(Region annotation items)

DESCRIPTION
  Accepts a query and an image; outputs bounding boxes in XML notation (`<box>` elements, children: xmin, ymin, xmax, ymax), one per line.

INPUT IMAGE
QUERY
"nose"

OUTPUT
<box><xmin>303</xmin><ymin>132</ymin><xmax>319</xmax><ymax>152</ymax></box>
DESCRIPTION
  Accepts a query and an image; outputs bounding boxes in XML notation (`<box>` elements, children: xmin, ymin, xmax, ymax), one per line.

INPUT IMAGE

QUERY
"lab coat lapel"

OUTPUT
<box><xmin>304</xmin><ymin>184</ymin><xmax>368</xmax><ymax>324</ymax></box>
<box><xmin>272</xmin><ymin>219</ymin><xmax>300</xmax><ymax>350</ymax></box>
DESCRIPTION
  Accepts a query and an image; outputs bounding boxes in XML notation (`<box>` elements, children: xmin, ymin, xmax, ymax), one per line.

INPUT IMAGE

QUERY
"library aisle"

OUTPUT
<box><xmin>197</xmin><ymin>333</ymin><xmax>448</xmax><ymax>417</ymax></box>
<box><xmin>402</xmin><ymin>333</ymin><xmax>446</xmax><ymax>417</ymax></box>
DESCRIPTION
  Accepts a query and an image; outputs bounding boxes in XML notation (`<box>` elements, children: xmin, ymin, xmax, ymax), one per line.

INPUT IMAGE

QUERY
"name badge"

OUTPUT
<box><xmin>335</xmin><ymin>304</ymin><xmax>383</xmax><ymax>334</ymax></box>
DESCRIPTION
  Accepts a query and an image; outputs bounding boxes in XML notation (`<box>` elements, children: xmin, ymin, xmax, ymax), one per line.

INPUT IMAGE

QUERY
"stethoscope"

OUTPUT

* WHAT YOU SHOULD DO *
Rewrite all of the items above, substituting "SOURCE IMAGE" for every occurrence of "INPUT IMAGE" and leaving everything else unchanged.

* ANSWER TO THE PROBLEM *
DESCRIPTION
  Accepts a query and an image; outputs bounding boxes in XML notation (`<box>` elements, children: xmin, ymin, xmax, ymax), one per line.

SOURCE IMAGE
QUERY
"nose"

OUTPUT
<box><xmin>303</xmin><ymin>132</ymin><xmax>319</xmax><ymax>152</ymax></box>
DESCRIPTION
  Accepts a query and an image; outputs bounding boxes in XML notation (`<box>` elements, children: xmin, ymin, xmax, ymax), one per line.

SOURCE IMAGE

QUERY
"lab coat lapel"

OUTPUT
<box><xmin>304</xmin><ymin>184</ymin><xmax>368</xmax><ymax>324</ymax></box>
<box><xmin>272</xmin><ymin>219</ymin><xmax>300</xmax><ymax>350</ymax></box>
DESCRIPTION
  Accepts a query and an image; outputs bounding boxes in XML notation (`<box>` elements, children: xmin, ymin, xmax, ymax), one per line.

SOURCE IMAGE

QUERY
"library aisle"

OUTPUT
<box><xmin>197</xmin><ymin>333</ymin><xmax>448</xmax><ymax>417</ymax></box>
<box><xmin>402</xmin><ymin>333</ymin><xmax>446</xmax><ymax>417</ymax></box>
DESCRIPTION
  Accepts a query and an image; outputs bounding boxes in XML notation (`<box>` elements, children: xmin, ymin, xmax, ymax), one per line.

SOURCE IMAGE

QUERY
"name badge"

OUTPUT
<box><xmin>335</xmin><ymin>304</ymin><xmax>383</xmax><ymax>334</ymax></box>
DESCRIPTION
  Accepts a query and an image; outputs bounding boxes in XML notation (`<box>` elements, children: xmin, ymin, xmax, ymax), one per line.

SOURCE IMAGE

QUERY
"stethoscope"

OUTPUT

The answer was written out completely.